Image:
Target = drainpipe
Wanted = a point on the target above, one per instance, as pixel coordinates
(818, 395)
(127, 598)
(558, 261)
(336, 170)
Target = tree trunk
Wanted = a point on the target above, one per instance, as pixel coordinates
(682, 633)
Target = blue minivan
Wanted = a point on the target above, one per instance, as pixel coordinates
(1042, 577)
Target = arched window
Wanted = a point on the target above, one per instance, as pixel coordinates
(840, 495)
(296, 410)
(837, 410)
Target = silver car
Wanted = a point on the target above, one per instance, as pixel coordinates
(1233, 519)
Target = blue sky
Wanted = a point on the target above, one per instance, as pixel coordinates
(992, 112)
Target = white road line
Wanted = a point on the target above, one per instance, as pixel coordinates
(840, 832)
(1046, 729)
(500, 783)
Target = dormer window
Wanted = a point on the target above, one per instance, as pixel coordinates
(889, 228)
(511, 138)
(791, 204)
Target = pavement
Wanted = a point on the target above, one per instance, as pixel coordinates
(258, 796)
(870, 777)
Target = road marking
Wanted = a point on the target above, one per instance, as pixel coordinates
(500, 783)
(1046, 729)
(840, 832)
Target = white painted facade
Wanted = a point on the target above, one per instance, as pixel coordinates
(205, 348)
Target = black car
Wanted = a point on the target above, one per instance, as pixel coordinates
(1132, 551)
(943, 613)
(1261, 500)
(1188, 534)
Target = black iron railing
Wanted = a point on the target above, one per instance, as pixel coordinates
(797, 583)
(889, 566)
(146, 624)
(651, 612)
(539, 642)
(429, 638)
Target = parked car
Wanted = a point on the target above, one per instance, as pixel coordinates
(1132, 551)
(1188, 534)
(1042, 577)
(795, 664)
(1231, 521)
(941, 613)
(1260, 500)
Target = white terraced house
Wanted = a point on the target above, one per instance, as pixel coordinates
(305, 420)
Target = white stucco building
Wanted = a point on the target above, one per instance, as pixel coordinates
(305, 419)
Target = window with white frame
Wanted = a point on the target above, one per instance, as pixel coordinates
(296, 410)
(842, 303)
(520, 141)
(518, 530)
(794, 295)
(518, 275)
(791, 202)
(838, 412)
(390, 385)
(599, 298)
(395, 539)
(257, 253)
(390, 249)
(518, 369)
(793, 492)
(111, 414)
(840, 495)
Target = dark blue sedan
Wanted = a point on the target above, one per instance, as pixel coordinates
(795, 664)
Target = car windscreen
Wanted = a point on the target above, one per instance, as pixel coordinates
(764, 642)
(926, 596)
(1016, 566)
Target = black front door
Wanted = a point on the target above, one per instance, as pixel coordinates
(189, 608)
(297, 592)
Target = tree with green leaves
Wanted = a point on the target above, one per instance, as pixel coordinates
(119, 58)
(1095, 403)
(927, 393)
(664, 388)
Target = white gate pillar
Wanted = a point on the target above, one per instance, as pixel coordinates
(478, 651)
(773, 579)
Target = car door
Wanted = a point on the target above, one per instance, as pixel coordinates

====

- Task description
Which lines above run from the one containing "Target = drainpipe" down to the one containing "Target = window with white frame"? Repeat exactly those, both ends included, and nothing else.

- Your solution
Target = drainpipe
Wanted = a point on the target above, one per instance, as pixel coordinates
(818, 395)
(127, 598)
(558, 261)
(336, 170)
Target = tree trunk
Wanted = a point on the target above, one per instance, as pixel coordinates
(682, 633)
Target = blue minivan
Wanted = a point on the target above, one per instance, as pixel coordinates
(1042, 577)
Target = arched window
Wanted = a point on the target above, one per instance, as pixel coordinates
(840, 495)
(296, 410)
(837, 410)
Target = silver car
Wanted = a point on the target above, one per instance, as pixel coordinates
(1233, 519)
Target = blue sky
Wanted = a point on the target above, one per instance, as pixel coordinates
(992, 112)
Target = white road line
Wanted = a point on the target above, one per instance, as pixel coordinates
(840, 832)
(1046, 729)
(500, 783)
Target = dormer window
Wanted = a point on the target above, one per instance, as pixel coordinates
(889, 228)
(511, 138)
(791, 204)
Target = pavement
Wanted = a point on the target above, one per instance, as pixel coordinates
(258, 796)
(870, 777)
Target = road marking
Wanted = a point on the target above, one per instance, as pixel coordinates
(500, 783)
(1046, 729)
(840, 832)
Target = white painted facade
Wanted = a point on the target above, one per instance, as pixel coordinates
(205, 348)
Target = black car
Wanted = a point on the target above, one per instance, as pixel coordinates
(1132, 551)
(943, 613)
(1261, 500)
(1188, 534)
Target = black iron railing
Wanted = a point on the target above, one per instance, as pixel coordinates
(797, 583)
(889, 566)
(146, 624)
(651, 612)
(539, 642)
(429, 638)
Target = parked car
Wanted = a point on the target above, one per instance, as pixel coordinates
(1132, 551)
(1188, 534)
(1042, 577)
(795, 664)
(1231, 521)
(941, 613)
(1260, 500)
Target = white terraced house
Wanted = a point on the target above, one per instance, as pixel coordinates
(305, 420)
Target = white stucco building
Wanted = a point on the target above, one per instance, as pixel coordinates
(305, 419)
Target = window with white frame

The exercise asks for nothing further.